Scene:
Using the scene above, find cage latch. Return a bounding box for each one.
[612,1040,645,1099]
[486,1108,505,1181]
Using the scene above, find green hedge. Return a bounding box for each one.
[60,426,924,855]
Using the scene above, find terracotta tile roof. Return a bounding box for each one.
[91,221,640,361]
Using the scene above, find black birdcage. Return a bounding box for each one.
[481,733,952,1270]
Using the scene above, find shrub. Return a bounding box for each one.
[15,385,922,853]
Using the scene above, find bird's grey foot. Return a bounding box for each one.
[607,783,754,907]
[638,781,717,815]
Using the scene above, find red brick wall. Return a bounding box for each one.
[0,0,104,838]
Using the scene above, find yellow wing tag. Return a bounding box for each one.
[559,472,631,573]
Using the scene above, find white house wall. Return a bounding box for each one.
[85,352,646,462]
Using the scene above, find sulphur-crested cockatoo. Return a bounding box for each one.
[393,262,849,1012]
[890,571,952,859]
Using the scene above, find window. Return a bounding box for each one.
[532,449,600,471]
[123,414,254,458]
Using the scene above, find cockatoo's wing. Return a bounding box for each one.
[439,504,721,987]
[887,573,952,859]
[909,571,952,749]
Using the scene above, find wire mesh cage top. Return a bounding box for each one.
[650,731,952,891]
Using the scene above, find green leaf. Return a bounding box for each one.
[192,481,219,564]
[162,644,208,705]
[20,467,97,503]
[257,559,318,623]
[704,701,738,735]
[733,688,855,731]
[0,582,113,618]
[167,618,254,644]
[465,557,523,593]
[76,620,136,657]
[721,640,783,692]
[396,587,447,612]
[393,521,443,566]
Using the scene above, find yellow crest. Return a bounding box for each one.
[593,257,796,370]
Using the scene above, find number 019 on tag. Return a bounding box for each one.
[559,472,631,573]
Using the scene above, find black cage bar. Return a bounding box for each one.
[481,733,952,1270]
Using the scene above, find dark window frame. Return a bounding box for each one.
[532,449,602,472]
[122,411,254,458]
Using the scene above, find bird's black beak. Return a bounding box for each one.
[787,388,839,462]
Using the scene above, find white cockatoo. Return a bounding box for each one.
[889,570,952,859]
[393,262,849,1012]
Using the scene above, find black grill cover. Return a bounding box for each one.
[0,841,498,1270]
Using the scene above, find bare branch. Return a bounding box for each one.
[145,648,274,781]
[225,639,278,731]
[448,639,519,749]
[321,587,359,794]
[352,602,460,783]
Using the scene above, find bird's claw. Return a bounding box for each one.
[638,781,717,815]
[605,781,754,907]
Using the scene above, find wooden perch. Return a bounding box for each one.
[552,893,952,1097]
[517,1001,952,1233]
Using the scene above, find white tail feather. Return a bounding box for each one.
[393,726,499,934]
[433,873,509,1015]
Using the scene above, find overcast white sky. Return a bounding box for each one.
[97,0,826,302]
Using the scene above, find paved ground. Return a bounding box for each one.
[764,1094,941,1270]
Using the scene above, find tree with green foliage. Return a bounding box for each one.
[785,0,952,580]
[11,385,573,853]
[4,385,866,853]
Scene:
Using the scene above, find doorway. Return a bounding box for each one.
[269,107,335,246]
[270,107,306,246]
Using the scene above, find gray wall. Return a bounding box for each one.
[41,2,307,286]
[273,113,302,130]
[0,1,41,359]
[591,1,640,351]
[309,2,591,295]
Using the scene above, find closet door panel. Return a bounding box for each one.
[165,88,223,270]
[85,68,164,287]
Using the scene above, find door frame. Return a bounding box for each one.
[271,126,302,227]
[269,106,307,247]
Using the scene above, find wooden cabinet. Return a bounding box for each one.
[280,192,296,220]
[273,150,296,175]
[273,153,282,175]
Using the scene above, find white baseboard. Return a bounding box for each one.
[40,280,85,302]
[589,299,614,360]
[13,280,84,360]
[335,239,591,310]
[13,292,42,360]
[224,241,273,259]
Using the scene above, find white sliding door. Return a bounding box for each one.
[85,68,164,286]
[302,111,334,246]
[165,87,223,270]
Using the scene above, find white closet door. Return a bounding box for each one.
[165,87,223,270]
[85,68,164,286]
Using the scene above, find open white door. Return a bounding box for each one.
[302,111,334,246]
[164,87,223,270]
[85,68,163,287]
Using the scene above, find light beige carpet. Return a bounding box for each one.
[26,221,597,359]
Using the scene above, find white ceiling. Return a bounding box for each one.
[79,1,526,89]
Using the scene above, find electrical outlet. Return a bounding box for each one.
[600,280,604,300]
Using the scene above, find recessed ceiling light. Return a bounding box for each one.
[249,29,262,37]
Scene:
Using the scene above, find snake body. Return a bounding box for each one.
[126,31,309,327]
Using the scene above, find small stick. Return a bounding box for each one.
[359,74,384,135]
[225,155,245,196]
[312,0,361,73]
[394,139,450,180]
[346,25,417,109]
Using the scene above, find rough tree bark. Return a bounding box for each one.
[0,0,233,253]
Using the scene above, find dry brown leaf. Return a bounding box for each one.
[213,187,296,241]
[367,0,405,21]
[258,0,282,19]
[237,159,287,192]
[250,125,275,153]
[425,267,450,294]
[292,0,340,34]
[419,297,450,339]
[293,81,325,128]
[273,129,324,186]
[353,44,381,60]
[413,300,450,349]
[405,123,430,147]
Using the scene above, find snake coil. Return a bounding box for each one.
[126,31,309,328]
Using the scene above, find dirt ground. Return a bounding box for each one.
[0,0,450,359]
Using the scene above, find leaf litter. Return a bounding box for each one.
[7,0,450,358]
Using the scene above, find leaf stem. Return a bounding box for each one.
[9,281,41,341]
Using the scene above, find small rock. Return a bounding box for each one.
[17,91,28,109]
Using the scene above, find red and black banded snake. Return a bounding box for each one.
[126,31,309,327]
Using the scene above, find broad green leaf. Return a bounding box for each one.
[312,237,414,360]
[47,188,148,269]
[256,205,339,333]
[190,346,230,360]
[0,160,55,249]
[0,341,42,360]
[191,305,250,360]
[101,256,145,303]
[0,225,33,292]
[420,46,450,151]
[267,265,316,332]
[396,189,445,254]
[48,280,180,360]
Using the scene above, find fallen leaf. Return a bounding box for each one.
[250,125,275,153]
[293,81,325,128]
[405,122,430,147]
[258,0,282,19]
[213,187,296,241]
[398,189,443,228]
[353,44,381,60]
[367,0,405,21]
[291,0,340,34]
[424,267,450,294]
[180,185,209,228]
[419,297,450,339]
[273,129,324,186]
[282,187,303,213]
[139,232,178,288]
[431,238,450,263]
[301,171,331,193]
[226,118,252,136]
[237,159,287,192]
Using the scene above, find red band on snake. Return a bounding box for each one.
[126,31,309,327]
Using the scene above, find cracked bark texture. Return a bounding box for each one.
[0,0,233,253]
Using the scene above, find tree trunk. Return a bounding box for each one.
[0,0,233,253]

Tarea planteada: Copia de nuevo los registros, desde el comienzo hasta la línea que contiene "[787,388,839,462]", ambas incluidas. Sustituye "Return" por "Provide" y deja todo lo demás sin cambios.

Solución escrita:
Scene:
Using the scene above, find cage latch. Provide a bounding box for each one.
[612,1040,645,1099]
[486,1108,505,1181]
Using the scene above, find green hedge. Provide a bounding box for each one.
[60,426,924,855]
Using the scene above, find terracotta tile roof. Provide a bounding box for each one.
[91,221,640,361]
Using the scene above, find black birdcage. Provide a bounding box for each one.
[481,733,952,1270]
Using the scene above, find shrub. Provide a bounding box for each one.
[15,385,922,853]
Using the scene above, find bird's grey foot. Provide a bounding box for each one.
[607,783,754,907]
[638,781,717,815]
Using the scene above, find red brick wall. Provide a bounding box for each one.
[0,0,104,838]
Using the scene above, find yellow wing tag. Provide a bounding box for each one.
[559,472,631,573]
Using the scene above, find white house wall. Provide a bounding box for each one.
[85,352,646,462]
Using the scene above, find sulphur-crested cockatoo. Provide a bounding box for each one.
[393,262,849,1012]
[890,571,952,859]
Using the scene above, find window. Provide a bounding box for each one.
[532,449,600,471]
[123,414,254,458]
Using the scene above, find cockatoo's wing. Provide a bounding box for each one.
[439,504,721,987]
[887,573,952,859]
[909,571,952,749]
Using the scene above, find wire mesh cage top. Provide a bounding box for each one.
[650,731,952,891]
Using the scene above, find green leaf. Provide a bounding box for each one.
[192,481,219,564]
[162,644,208,705]
[20,467,97,503]
[257,559,318,623]
[704,701,738,735]
[733,688,855,731]
[0,582,113,618]
[167,618,254,644]
[465,557,523,593]
[76,620,136,657]
[721,640,783,692]
[396,587,447,612]
[393,521,443,566]
Using the scene above, find yellow crest. Provide a bounding box for each one.
[593,257,796,370]
Using the scene above, find number 019 on tag. Provide a bounding box for each one.
[559,472,631,573]
Using the scene above, find black cage bar. Provide a bounding box for each one.
[481,733,952,1270]
Using the scene above, find dark window frame. Provide a bounding box for each one.
[532,449,602,472]
[122,411,254,458]
Using the scene above, find bird's black beak. Provide a bounding box for each one.
[787,388,839,462]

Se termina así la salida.